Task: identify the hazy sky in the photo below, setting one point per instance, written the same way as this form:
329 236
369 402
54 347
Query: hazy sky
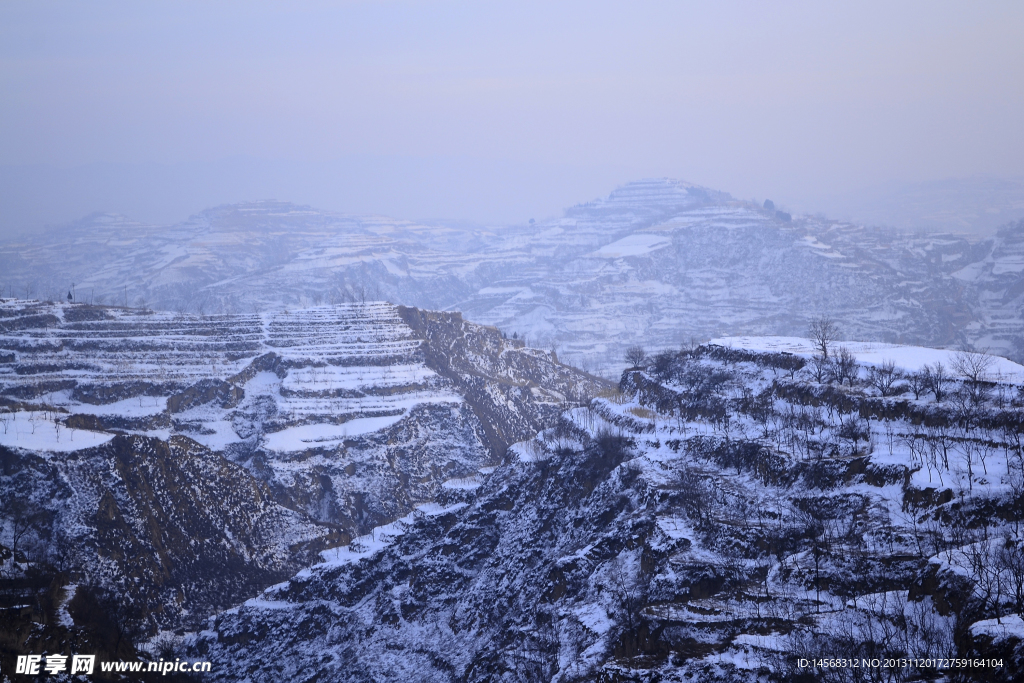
494 111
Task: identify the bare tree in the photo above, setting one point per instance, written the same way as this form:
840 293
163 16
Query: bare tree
823 332
918 382
885 377
844 366
636 356
938 379
972 367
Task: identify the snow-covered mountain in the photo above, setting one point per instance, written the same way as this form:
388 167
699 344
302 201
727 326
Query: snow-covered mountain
723 518
182 462
657 262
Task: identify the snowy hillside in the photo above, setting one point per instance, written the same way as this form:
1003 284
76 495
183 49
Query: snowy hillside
656 262
174 464
725 516
904 357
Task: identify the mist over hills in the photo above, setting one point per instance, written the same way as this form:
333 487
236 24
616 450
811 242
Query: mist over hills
657 262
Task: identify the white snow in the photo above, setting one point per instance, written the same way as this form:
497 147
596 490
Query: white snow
906 357
299 438
633 245
1003 629
35 431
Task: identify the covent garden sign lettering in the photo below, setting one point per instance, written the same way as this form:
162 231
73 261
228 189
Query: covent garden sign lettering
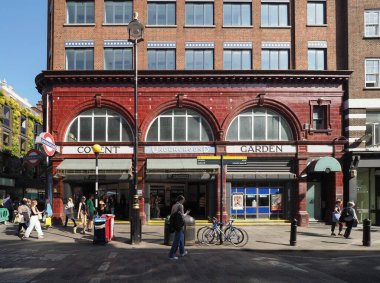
261 149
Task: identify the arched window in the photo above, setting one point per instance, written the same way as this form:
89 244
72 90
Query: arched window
259 124
99 124
179 125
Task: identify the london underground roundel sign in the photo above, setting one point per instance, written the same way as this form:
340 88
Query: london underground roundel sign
48 143
33 157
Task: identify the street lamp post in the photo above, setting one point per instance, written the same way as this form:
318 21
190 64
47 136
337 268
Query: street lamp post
136 33
96 149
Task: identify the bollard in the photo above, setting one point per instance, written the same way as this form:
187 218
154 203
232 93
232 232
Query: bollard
367 232
293 233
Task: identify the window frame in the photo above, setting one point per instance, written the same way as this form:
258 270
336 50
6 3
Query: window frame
366 24
252 115
202 123
166 13
84 58
76 12
278 5
366 73
93 115
313 2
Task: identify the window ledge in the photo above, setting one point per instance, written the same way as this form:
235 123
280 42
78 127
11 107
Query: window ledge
108 24
238 26
317 26
276 27
196 26
161 26
79 25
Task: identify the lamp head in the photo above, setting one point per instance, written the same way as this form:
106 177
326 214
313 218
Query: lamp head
96 148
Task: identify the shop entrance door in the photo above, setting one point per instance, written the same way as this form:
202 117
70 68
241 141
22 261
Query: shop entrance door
313 198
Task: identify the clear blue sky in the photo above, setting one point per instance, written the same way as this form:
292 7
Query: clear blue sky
23 27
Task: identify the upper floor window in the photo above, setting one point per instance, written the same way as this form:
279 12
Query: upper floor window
372 72
199 59
274 14
237 14
275 59
117 11
372 23
180 124
236 59
316 12
373 128
199 14
80 11
99 125
161 13
23 125
79 58
118 58
7 116
161 59
316 59
259 124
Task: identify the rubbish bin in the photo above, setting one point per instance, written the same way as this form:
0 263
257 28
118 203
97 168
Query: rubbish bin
110 220
168 237
189 230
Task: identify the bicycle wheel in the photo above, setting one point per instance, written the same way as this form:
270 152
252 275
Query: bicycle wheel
234 235
210 236
200 233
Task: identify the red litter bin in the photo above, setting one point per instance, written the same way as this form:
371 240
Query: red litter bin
110 220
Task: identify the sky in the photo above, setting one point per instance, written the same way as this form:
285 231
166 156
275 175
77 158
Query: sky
23 28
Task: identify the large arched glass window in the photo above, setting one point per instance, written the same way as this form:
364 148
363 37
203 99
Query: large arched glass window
99 124
179 125
259 124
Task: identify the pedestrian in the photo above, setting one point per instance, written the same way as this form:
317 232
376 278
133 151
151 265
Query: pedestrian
82 215
69 212
8 204
349 216
23 211
90 212
335 218
34 222
179 241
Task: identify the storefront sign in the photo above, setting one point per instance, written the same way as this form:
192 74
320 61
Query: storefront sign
179 149
87 149
261 149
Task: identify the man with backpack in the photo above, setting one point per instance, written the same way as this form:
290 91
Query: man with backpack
177 224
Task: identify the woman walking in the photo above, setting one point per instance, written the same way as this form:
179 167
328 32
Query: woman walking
69 212
34 222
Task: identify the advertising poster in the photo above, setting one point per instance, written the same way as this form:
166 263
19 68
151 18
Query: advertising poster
276 202
237 202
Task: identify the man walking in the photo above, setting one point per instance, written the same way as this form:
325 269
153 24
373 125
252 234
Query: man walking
177 218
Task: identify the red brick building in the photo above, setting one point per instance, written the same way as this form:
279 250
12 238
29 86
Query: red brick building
251 78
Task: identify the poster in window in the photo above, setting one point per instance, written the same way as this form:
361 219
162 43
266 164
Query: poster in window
237 202
276 202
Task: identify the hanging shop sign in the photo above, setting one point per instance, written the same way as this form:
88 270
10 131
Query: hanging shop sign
179 149
48 143
87 149
33 157
261 148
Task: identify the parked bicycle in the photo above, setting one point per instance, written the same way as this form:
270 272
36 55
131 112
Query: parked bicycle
213 235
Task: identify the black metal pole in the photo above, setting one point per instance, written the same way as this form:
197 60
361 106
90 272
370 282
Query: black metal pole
293 233
221 198
367 232
135 217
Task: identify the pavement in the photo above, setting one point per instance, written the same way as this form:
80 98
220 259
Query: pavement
66 257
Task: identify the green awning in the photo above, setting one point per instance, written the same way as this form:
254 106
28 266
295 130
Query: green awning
177 164
87 166
325 164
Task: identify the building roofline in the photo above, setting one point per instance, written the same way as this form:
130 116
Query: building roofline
146 77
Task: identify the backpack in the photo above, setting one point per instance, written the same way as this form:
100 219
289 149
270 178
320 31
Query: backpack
176 222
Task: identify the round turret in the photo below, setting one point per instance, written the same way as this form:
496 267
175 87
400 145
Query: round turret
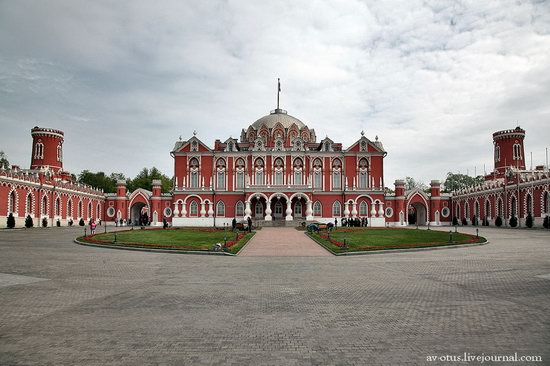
47 149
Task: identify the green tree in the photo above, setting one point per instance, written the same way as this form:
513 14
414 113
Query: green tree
145 177
460 181
4 160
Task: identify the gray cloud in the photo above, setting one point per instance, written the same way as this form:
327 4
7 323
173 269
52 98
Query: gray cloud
124 79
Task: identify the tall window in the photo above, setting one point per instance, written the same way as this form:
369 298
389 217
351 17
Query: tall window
220 166
317 209
239 209
28 204
220 209
57 207
194 208
194 173
336 174
278 166
298 168
44 206
239 180
11 203
259 168
363 209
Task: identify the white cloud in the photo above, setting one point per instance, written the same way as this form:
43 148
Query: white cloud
124 80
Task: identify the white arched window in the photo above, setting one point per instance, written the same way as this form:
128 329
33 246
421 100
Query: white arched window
194 173
336 209
363 173
363 209
28 204
220 177
220 209
317 209
239 209
336 174
12 205
239 171
194 208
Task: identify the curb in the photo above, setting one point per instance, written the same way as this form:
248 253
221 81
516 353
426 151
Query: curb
405 250
152 250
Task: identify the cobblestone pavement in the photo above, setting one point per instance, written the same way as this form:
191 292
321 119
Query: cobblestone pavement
283 242
65 304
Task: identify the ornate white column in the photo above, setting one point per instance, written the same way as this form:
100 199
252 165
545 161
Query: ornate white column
354 210
203 210
309 211
381 209
247 210
288 211
268 211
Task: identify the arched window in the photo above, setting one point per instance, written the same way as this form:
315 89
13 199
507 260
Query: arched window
239 209
59 153
44 206
239 179
70 208
363 209
220 209
194 173
363 173
57 207
336 174
12 206
317 209
336 209
259 169
194 208
28 204
220 178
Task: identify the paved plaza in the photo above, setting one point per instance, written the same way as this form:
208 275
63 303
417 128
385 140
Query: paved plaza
65 304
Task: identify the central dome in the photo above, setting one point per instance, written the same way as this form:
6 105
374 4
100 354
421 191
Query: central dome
278 116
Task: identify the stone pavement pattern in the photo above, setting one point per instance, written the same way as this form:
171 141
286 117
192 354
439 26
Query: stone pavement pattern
283 242
113 307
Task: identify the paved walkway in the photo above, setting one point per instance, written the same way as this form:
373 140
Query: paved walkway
282 242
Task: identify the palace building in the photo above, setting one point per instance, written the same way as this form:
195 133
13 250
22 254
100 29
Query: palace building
278 173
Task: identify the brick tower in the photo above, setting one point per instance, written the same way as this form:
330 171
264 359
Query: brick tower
508 149
47 150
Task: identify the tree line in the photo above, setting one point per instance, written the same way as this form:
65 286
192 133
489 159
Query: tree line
144 179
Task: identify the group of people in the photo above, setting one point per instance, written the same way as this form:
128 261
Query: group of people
355 222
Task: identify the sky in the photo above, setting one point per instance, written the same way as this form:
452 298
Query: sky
124 79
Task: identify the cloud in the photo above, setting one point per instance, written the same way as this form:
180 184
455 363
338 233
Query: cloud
124 80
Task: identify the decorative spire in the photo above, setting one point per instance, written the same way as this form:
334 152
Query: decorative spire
278 91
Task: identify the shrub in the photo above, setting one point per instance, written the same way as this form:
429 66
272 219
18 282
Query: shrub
10 221
529 220
28 222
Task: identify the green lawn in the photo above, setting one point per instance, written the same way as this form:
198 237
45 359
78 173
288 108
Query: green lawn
365 239
200 239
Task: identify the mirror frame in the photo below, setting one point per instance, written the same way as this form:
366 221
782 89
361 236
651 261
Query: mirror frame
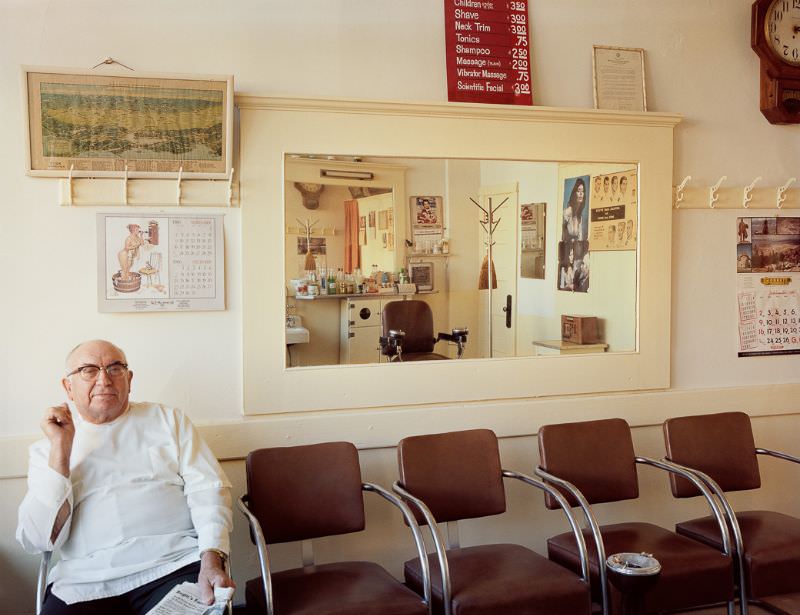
273 127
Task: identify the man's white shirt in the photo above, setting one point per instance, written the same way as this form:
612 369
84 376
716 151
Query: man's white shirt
146 495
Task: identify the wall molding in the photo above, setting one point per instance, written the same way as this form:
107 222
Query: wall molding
371 428
459 110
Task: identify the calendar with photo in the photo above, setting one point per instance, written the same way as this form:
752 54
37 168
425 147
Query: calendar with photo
768 285
160 263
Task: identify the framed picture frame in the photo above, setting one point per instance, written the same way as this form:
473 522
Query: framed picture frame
618 78
421 274
88 124
426 212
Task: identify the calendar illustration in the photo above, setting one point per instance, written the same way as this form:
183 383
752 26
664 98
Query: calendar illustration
160 262
768 286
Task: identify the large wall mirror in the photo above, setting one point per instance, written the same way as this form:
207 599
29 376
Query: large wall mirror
350 240
367 195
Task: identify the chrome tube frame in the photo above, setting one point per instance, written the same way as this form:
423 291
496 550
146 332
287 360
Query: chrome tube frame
562 501
263 554
694 478
41 581
438 543
733 524
418 539
778 454
593 526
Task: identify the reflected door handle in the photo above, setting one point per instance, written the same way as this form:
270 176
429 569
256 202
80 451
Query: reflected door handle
507 309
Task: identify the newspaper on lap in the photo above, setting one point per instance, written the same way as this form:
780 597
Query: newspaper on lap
184 599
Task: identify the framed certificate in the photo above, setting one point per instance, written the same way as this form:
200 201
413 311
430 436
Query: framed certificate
618 78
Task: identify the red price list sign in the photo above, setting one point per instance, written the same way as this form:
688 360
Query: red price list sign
488 57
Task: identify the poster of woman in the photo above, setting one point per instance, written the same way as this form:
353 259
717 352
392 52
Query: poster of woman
575 219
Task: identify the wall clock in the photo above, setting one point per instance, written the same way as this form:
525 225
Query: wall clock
776 39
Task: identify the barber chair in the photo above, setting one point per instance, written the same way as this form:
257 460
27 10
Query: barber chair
407 328
721 449
299 493
594 462
457 475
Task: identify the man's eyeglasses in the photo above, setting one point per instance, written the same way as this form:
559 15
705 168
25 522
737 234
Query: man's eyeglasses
91 372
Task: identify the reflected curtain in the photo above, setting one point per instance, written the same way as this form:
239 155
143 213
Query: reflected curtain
352 253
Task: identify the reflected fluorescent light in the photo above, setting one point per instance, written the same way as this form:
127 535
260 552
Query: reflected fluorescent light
343 174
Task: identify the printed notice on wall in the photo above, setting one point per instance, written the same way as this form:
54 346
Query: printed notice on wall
160 263
768 286
488 56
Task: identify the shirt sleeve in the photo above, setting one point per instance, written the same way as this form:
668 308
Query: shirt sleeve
47 492
207 489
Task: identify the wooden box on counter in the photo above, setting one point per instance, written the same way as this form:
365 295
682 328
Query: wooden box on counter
579 329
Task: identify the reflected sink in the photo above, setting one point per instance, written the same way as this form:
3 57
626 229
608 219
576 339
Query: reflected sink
297 335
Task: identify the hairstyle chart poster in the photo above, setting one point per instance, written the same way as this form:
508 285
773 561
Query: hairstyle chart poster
768 279
613 211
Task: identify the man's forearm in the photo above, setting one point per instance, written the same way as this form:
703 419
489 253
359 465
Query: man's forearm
61 519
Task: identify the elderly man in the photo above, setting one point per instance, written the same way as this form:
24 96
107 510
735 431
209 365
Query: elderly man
128 492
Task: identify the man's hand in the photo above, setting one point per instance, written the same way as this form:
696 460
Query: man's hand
212 574
57 425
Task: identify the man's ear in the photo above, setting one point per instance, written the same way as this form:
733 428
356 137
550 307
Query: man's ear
67 387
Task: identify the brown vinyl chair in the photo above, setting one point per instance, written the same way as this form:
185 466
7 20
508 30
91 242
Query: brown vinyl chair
458 475
302 492
721 448
407 333
594 462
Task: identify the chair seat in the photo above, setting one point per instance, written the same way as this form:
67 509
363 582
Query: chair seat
345 588
692 574
503 579
771 548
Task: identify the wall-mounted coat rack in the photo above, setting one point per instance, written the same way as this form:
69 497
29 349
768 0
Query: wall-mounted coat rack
747 197
124 190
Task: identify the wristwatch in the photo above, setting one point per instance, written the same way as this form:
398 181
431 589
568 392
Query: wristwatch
222 555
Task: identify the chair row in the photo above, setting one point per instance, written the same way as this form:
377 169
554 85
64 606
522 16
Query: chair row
305 492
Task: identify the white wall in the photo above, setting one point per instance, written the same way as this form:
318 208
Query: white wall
699 63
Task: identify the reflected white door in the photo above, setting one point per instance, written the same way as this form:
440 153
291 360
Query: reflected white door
500 337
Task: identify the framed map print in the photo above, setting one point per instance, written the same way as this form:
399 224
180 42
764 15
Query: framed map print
95 124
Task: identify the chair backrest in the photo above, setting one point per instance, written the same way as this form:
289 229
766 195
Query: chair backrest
304 492
595 456
416 319
456 474
721 445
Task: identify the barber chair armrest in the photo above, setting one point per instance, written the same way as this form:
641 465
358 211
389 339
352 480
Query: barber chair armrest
458 336
438 543
419 541
263 555
778 455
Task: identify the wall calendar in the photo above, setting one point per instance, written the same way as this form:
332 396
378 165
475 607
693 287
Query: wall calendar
768 286
160 262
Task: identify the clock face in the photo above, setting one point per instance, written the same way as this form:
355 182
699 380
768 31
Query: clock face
782 26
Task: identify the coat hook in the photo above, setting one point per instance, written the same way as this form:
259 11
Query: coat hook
748 192
69 185
713 192
781 194
679 191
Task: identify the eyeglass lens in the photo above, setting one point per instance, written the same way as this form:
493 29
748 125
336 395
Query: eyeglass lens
91 372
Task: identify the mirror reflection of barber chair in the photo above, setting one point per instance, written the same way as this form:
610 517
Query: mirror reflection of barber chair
407 328
152 269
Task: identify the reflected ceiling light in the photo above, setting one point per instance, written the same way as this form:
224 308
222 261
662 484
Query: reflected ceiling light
343 174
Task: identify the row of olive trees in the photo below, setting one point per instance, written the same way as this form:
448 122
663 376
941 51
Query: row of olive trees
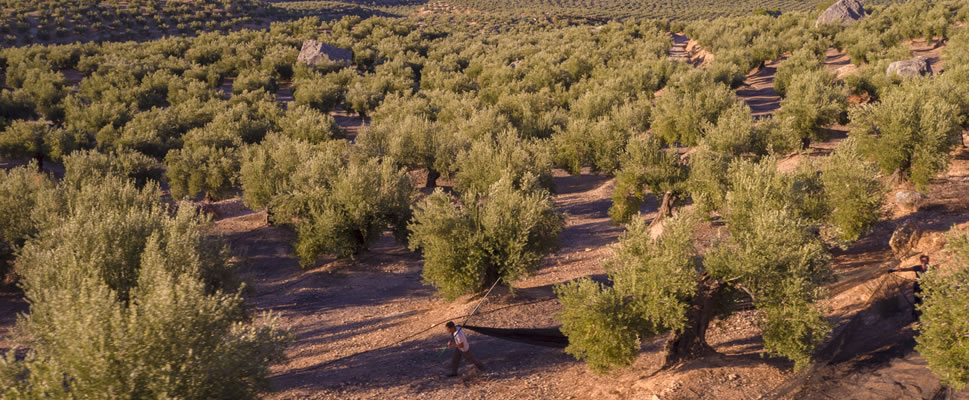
127 300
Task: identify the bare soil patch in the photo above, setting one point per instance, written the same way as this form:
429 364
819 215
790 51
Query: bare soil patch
758 90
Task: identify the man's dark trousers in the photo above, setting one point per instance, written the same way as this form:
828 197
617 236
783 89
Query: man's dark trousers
456 360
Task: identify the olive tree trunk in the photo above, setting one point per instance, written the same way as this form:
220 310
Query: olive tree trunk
665 208
691 343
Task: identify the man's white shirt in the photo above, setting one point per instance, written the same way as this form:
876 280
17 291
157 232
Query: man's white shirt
460 339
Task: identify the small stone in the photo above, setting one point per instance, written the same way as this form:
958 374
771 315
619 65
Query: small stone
917 66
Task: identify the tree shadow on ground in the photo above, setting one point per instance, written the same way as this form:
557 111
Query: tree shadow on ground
419 364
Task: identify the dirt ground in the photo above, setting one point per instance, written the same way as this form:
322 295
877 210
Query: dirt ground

= HOW TO COMPLETE THIS TASK =
Copy every line of the records above that holds the word "dirt".

= SOLUTION FOR THIS TASK =
Task: identify the dirt ground in the photo above, setting one point per instance, written the same way as this form:
Query: dirt ground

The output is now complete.